### [TASK TO COMPLETE]
Copy out the listing below line for line, with every character unchanged.

### [MATERIALS PROVIDED]
====================
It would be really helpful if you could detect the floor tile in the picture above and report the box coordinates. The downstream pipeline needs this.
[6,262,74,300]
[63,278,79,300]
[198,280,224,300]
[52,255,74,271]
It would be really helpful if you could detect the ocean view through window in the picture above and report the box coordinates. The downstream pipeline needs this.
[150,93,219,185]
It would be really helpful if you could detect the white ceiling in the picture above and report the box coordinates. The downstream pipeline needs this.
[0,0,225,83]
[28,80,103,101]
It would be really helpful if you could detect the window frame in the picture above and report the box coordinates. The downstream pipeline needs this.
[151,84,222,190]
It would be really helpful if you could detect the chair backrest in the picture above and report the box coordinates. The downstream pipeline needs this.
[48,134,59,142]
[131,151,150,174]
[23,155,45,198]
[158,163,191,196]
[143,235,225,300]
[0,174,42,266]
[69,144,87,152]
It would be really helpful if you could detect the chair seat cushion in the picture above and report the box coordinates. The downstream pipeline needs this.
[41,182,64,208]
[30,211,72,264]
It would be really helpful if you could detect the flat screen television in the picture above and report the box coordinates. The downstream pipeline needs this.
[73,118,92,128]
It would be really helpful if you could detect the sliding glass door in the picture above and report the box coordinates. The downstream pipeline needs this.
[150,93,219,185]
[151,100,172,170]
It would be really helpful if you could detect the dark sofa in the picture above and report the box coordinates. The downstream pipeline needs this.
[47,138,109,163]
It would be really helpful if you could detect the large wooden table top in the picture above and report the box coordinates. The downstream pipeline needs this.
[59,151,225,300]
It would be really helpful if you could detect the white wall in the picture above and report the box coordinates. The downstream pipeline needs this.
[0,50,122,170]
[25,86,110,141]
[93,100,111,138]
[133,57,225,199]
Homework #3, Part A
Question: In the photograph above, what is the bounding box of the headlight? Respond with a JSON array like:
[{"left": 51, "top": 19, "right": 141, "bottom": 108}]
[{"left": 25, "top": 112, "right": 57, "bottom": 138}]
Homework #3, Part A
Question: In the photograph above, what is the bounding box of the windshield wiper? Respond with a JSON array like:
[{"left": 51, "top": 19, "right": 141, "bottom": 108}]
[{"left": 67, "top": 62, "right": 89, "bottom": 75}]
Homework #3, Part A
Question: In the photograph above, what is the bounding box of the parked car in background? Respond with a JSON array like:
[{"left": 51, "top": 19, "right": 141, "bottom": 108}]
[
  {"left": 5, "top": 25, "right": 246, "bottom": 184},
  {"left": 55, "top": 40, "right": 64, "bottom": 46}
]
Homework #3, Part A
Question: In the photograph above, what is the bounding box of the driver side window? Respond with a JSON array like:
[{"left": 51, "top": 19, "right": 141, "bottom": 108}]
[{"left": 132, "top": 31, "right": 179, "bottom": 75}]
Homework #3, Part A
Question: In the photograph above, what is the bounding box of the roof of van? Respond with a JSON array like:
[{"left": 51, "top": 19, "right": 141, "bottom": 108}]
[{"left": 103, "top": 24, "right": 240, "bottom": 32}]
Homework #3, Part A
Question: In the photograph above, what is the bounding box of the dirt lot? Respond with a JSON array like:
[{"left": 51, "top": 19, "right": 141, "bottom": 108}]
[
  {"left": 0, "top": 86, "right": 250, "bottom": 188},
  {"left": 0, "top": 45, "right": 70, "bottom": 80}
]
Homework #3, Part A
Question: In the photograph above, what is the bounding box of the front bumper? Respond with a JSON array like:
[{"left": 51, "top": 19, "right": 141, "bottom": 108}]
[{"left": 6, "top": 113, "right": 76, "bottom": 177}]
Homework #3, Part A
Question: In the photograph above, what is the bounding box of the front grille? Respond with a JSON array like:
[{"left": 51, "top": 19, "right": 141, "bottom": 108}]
====================
### [ANSWER IN FULL]
It would be really helpful if you could detect the floor tile in the picture above and report the box coordinates. The downstream pipeline needs this.
[6,262,74,300]
[63,278,79,300]
[198,280,224,300]
[52,255,74,271]
It would be really helpful if you could detect the ocean view through window in the picture above and report the box coordinates. The downstream pipeline needs this.
[150,93,219,185]
It would be really helpful if you could detect the white ceiling in the picture above and report the box coordinates. The downstream pipeline needs this.
[0,0,225,83]
[28,80,103,101]
It would be really helpful if you could detect the window frame in the picture above and report the box coordinates. The downstream pipeline needs this.
[151,84,222,190]
It would be really helpful if you could detect the chair backrest in the picture above and report the box coordinates. The downstream pipeline needs this.
[48,134,59,142]
[131,151,150,174]
[23,155,45,198]
[158,163,191,196]
[143,235,225,300]
[0,174,42,266]
[69,144,87,152]
It would be really helpful if you could detect the chair seat cushion in the picture above and report the box coordinates. The downstream pipeline needs this.
[41,182,64,208]
[30,211,72,264]
It would be really helpful if you could detect the flat screen television in the picture above and report the box coordinates. The downstream pipeline needs this.
[73,118,92,128]
It would be really helpful if you could detect the sliding glass door in the picture above and report the box coordinates. The downstream pipeline needs this.
[150,93,219,185]
[151,100,172,170]
It would be really helpful if you could detect the dark sofa in the picture above and report the box coordinates. The downstream pipeline needs this.
[47,138,109,163]
It would be really helpful if you could detect the large wooden table top in the picture above and report the box coordinates. The downstream pipeline needs this.
[59,151,225,300]
It would be really helpful if you could detect the white wall in the picture above and report the box coordinates. The downstream pipeline needs this.
[0,50,122,170]
[25,86,110,141]
[93,100,111,138]
[133,57,225,199]
Homework #3, Part A
Question: In the photograph above, what is the bounding box of the headlight? Respond with a JSON array like:
[{"left": 51, "top": 19, "right": 141, "bottom": 108}]
[{"left": 25, "top": 112, "right": 57, "bottom": 138}]
Homework #3, Part A
Question: In the photograph above, what is the bounding box of the windshield wiper? Respond with a JSON array like:
[{"left": 51, "top": 19, "right": 141, "bottom": 108}]
[{"left": 67, "top": 62, "right": 89, "bottom": 75}]
Homework #3, Part A
Question: In the photograph above, what is the bounding box of the parked car in background? Respond with a JSON array like:
[{"left": 51, "top": 19, "right": 141, "bottom": 108}]
[
  {"left": 5, "top": 25, "right": 246, "bottom": 184},
  {"left": 55, "top": 40, "right": 64, "bottom": 46}
]
Homework #3, Part A
Question: In the photograph above, what is the bounding box of the driver side window? Respond with a JSON array like:
[{"left": 51, "top": 19, "right": 141, "bottom": 108}]
[{"left": 132, "top": 31, "right": 179, "bottom": 75}]
Homework #3, Part A
Question: In the photograph above, what is the bounding box of the roof of van? Respond with a JSON array like:
[{"left": 51, "top": 19, "right": 141, "bottom": 108}]
[{"left": 103, "top": 24, "right": 240, "bottom": 32}]
Homework #3, Part A
Question: In the photograph above, what is the bounding box of the dirt lot? Respond with a JSON array like:
[{"left": 51, "top": 19, "right": 141, "bottom": 108}]
[
  {"left": 0, "top": 86, "right": 250, "bottom": 188},
  {"left": 0, "top": 45, "right": 70, "bottom": 80}
]
Homework #3, Part A
Question: In the photograph above, what is the bounding box of the front bumper? Respond with a JSON array like:
[{"left": 51, "top": 19, "right": 141, "bottom": 108}]
[{"left": 6, "top": 113, "right": 76, "bottom": 177}]
Homework #3, Part A
Question: In the photograph above, what is the bounding box of the front grille? Respond with a JSON array like:
[{"left": 51, "top": 19, "right": 141, "bottom": 108}]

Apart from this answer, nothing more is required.